- Work to be completed
Write out all of the material below word for word, omitting the pictures.

- Supplied data
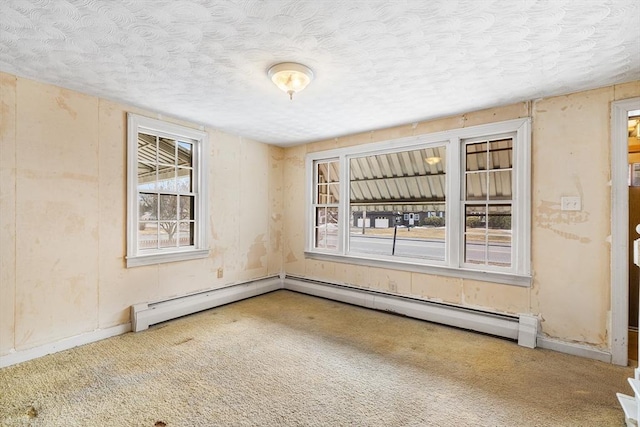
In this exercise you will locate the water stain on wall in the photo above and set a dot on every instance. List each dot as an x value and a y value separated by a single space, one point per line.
550 216
62 103
257 251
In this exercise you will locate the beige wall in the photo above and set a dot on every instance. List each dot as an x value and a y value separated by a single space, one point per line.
63 211
63 207
570 250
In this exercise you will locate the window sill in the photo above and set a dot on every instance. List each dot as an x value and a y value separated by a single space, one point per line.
484 276
161 258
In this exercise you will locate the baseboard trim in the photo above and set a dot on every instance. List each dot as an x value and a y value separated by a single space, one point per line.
147 314
490 323
20 356
575 349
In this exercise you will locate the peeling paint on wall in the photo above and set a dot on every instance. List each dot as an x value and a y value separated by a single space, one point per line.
257 251
550 216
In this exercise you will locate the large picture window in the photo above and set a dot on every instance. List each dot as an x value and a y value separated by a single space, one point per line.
165 182
454 203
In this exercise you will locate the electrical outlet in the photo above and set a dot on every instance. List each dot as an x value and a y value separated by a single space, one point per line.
570 203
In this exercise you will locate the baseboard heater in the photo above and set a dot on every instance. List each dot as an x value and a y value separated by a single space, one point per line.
523 328
147 314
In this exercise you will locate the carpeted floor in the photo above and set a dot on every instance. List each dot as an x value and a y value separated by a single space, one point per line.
286 359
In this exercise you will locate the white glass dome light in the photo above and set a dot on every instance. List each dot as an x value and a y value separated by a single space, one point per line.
290 77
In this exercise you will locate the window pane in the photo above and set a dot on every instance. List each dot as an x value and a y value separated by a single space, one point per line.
500 185
334 171
476 156
147 176
187 207
321 216
147 235
404 195
167 178
184 183
475 220
168 206
332 216
166 151
488 235
475 250
321 237
147 148
501 154
499 218
499 250
168 231
186 233
333 195
322 195
147 206
323 173
476 186
418 234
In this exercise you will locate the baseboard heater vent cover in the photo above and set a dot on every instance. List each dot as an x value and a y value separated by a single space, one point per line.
523 328
147 314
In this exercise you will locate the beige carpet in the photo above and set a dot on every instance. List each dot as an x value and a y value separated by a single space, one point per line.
286 359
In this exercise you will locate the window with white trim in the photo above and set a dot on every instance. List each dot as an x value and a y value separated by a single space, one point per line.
166 210
454 203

- Solution to the problem
In this exercise you will locate the water stain on wall in the photo above and set a dot on every instance. List each dot as an x value and a y value separated by a single space, one point per line.
550 216
62 103
257 251
In this exercise you will locate the beige wall in the photo above and set a dot on every instance. List each dot as an x value and a y value separated by a single space, one point per line.
63 211
63 207
570 250
In this exercise you will locate the window sill in the photo above and set a dot on every instance. List each dot as an x value and a y value separated by a single space, one point per line.
484 276
161 258
In this exercise you will locate the baseboard trim in the photo above and set a dot on every instance. List each dot as an x value and a y value separated by a single space, one point per line.
147 314
490 323
20 356
575 349
In this exercise you will locate the peeling paint on wall in the photo above and set a dot on every instance. List each dot as an x value and a y value separated by a single space, one point per line.
257 251
550 216
In this exercise you will locate the large picture window in the photo above and set a dot on every instance. List each dot as an x value and a y value separated by a single space, one point per line.
165 182
454 203
In this exercise you will locate the electrical outlet in the photo above and set a dot on every instance. List each dot as an x value and a y value separated by a single space, one point per line.
570 203
In this exercise you will locate the baseboard heater in the photo above and set a dot on every instance. List each dot as an x value and a y value separated by a single space, one point per line.
523 328
147 314
In this exercise you will locate the carpeted floor in the photo above and set a dot on every instance. List each dot as an x value and a y value separated by a single space, one point per line.
286 359
In this exercise you will locate the white glass dome light in the photo above and set a dot on every instance. List each dot as an x value and a y value separated by a single space, one point per line.
290 77
In this exercise you will locate the window pane in the photo above and set a dot on every instance. List each dot as an x value and a y value separated by a single space, one point per line.
500 185
334 171
476 156
147 176
187 207
321 216
147 235
404 195
167 178
184 183
475 220
168 206
332 216
166 151
488 235
475 250
321 237
147 148
501 154
499 218
499 250
168 231
186 233
333 195
322 195
147 206
323 173
476 186
418 234
In this exercise you will locate the baseboard heater vent cover in the photo above and set a dot on every instance. List each dot as an x value and a y value separated by a single space, one point per line.
523 328
147 314
In this exercise you will locate the beige carpet in the photo above and set a dot on every instance. List each dot as an x value and a y value separated by a single space, one point per line.
286 359
In this exercise you will locate the window with white trim in the photo above and set a dot on every instance. List each dot as an x value and a y value separated by a single space, one point per line.
166 210
454 203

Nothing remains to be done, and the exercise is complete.